------ INFORMATION GIVEN ------

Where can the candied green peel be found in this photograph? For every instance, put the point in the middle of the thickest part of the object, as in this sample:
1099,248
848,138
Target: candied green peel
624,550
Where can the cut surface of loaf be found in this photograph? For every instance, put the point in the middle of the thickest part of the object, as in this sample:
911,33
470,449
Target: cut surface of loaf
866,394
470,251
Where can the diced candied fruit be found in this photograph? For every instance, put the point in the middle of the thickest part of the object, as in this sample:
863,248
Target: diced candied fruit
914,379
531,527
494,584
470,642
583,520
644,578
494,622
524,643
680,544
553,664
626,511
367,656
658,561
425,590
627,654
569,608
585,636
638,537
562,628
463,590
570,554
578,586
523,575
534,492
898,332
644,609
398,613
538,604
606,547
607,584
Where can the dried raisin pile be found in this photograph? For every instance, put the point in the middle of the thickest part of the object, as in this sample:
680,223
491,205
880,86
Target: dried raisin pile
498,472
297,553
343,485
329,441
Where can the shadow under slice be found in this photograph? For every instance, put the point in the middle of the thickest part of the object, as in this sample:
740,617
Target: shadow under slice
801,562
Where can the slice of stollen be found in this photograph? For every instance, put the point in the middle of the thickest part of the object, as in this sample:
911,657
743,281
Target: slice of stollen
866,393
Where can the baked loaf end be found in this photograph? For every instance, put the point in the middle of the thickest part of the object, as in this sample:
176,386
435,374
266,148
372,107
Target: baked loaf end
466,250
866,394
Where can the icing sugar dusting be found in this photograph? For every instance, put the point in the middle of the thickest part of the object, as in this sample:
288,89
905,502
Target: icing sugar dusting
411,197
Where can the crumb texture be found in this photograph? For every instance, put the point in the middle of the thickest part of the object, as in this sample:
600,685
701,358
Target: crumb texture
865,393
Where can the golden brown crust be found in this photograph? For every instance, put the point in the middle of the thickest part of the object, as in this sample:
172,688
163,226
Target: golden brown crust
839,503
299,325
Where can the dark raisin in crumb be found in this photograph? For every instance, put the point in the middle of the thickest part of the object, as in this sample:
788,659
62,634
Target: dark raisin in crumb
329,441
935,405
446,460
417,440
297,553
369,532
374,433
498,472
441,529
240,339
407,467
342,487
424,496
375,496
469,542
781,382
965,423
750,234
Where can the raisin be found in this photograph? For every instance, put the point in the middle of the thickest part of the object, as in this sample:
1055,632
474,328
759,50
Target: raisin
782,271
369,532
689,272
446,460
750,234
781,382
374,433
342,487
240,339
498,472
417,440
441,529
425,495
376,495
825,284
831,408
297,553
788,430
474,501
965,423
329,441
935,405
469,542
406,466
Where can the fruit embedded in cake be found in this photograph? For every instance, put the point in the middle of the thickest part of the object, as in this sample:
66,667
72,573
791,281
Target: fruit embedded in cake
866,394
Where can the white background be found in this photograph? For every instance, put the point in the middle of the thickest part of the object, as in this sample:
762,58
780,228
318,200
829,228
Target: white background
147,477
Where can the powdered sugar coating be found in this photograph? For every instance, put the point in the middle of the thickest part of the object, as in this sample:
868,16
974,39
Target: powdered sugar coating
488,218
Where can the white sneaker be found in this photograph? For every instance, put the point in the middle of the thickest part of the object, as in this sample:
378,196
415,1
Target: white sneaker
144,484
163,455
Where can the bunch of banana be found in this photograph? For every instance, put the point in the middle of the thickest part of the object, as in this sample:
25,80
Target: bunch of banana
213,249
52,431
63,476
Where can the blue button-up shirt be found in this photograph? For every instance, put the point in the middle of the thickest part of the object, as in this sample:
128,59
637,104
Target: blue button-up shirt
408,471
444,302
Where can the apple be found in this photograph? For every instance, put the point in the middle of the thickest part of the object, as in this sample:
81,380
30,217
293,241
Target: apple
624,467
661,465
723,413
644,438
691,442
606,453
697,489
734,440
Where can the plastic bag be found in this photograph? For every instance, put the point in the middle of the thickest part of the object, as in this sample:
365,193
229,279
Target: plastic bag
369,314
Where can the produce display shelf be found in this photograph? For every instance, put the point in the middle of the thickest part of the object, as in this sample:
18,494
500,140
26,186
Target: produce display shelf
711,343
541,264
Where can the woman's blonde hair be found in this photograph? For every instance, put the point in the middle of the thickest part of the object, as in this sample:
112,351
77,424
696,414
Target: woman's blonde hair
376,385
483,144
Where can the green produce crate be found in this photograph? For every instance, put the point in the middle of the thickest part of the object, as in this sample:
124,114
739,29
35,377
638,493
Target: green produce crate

------

• YOUR INSTRUCTIONS:
Copy the records word for word, starting at the line with "Where can the plastic" and continuing through the last line of the records.

• RESULT FOR THIS TASK:
Where can the plastic bag be found in this photograph? For every instance, put the point in the middle of the thickest part of the object, as in this sample:
365,193
229,279
Target: plastic bag
369,314
Where can the produce display shelf be found in this photograph? For every instance, put the point in the middle of the thickest part of the object, as in this sample:
18,494
500,140
26,186
Target: produce display shelf
711,343
541,264
Where can the woman's blonde hair be found in this photograph? For every instance, put the point in the middle of the thickest part of the object, as in this sample:
112,351
77,424
696,414
Target: woman's blonde hair
376,385
483,144
Where can the green produce crate be found in this photograph? For every instance, put the point in the middle of the thickest part of the object, as in this sample:
124,114
739,29
35,377
638,493
Target: green produce crate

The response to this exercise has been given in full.